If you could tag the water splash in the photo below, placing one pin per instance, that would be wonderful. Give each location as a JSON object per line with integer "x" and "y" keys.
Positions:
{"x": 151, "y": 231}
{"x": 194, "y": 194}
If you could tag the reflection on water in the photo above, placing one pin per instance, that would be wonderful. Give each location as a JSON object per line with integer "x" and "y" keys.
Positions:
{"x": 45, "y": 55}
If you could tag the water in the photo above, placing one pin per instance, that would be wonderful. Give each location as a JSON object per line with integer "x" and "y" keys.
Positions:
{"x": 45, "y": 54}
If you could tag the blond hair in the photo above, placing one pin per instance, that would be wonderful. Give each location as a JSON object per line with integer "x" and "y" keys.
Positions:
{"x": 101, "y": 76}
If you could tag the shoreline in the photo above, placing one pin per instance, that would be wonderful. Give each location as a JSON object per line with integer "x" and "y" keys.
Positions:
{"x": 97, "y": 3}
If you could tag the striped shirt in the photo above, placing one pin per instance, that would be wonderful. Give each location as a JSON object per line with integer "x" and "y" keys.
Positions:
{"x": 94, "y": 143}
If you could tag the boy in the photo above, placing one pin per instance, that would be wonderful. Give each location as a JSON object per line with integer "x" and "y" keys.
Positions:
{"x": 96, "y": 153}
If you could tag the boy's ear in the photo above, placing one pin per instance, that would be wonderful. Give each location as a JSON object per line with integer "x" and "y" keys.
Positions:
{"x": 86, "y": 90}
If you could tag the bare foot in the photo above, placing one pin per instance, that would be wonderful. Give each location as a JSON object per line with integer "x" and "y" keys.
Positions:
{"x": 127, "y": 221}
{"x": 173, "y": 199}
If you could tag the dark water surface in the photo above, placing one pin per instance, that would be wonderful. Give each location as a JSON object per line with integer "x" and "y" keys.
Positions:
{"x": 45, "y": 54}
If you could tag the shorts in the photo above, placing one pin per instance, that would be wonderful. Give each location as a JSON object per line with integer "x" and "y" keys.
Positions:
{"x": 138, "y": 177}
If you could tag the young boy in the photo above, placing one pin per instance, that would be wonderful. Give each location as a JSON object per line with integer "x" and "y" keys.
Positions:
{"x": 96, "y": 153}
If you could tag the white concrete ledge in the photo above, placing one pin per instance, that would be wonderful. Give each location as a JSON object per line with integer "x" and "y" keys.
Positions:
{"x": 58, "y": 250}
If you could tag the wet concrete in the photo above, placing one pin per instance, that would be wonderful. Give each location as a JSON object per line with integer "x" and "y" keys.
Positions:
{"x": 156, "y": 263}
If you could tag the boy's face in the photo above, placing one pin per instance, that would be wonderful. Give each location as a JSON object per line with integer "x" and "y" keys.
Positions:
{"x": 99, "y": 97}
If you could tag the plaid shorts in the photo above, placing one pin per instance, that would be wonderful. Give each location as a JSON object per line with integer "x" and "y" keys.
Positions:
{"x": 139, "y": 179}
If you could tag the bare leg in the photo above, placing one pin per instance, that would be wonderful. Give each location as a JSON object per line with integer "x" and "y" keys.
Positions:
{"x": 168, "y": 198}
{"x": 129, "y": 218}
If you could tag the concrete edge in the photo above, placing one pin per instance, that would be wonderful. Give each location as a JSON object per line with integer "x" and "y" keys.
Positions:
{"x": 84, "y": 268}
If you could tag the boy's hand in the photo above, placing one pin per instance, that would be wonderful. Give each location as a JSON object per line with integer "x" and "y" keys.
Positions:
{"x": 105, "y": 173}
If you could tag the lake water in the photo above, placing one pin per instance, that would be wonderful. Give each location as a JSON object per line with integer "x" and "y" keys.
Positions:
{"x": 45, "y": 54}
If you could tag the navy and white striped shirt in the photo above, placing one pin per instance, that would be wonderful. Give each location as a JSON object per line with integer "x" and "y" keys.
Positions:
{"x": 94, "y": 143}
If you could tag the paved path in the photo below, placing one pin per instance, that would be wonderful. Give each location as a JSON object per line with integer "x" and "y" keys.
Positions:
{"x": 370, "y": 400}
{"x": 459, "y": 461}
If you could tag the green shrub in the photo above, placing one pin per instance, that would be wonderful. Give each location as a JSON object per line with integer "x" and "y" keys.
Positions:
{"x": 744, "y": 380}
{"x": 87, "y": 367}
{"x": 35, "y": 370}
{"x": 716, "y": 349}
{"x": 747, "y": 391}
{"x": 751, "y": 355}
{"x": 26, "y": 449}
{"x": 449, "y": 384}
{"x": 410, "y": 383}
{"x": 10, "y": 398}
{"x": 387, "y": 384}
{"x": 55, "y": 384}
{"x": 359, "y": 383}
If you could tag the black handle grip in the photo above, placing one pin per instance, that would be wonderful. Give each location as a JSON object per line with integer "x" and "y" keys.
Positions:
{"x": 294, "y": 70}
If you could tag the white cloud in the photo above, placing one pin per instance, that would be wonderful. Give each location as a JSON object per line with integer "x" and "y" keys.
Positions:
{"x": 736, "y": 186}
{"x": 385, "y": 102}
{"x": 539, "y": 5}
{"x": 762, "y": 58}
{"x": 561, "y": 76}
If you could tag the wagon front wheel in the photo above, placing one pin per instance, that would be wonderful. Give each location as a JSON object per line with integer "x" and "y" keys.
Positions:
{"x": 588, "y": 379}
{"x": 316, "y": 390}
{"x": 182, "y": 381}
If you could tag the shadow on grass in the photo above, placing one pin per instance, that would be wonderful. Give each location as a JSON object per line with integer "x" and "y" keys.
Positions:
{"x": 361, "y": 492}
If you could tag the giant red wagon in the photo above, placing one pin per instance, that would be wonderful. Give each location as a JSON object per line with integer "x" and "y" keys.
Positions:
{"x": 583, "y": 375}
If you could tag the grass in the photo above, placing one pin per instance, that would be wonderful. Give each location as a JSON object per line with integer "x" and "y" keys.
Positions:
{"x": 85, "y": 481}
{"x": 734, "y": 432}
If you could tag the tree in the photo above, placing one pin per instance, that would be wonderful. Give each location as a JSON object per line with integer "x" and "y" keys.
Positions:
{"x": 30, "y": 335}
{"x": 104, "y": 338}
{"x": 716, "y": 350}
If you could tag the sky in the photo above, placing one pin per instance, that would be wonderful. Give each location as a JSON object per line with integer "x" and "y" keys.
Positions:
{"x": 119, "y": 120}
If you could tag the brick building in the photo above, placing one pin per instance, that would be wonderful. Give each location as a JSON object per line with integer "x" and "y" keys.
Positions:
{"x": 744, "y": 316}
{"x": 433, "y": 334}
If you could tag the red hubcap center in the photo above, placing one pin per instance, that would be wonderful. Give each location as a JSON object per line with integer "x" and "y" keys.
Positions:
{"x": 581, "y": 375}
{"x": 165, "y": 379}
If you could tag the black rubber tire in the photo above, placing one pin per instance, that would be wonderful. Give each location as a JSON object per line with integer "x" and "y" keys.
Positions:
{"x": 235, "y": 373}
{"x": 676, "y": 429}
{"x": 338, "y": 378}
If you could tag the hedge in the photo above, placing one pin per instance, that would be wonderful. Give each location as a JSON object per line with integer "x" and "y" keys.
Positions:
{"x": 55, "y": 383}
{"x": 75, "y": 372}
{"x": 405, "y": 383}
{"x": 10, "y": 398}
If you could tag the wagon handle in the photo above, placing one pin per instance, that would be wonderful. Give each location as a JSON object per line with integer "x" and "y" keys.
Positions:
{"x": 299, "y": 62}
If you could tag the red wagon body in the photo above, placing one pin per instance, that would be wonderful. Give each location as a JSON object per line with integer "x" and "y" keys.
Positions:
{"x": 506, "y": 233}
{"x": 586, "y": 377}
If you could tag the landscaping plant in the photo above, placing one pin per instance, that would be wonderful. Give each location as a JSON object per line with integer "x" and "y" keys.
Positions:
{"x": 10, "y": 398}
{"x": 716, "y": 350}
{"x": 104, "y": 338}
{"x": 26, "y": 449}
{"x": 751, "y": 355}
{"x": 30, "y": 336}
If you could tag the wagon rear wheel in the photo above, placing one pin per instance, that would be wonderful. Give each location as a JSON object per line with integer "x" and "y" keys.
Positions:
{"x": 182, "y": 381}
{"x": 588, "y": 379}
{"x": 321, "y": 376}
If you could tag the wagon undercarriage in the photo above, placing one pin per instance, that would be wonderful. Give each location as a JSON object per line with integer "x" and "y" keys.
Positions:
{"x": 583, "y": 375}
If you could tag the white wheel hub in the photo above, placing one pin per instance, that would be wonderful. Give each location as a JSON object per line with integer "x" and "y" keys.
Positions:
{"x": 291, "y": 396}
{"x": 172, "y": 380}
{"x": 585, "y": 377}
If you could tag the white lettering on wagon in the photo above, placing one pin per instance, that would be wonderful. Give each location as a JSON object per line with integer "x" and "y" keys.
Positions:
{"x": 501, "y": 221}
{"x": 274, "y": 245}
·····
* **Exercise goal**: From the entries above, extract each line containing "concrete".

* **Exercise output**:
If you could tag the white concrete ledge in the photo above, placing one pin per instance, that would be wonderful. Give each location as a JSON object per line with integer "x" and "y" keys.
If you could tag the wet concrete in the photo above, placing one pin per instance, that would be wonderful. Give each location as a JSON object per line with integer "x" and "y" keys.
If you could tag the concrete edge in the photo above, placing one pin per instance, that would be wonderful. Give each location as a JSON object per line with integer "x" and "y" keys.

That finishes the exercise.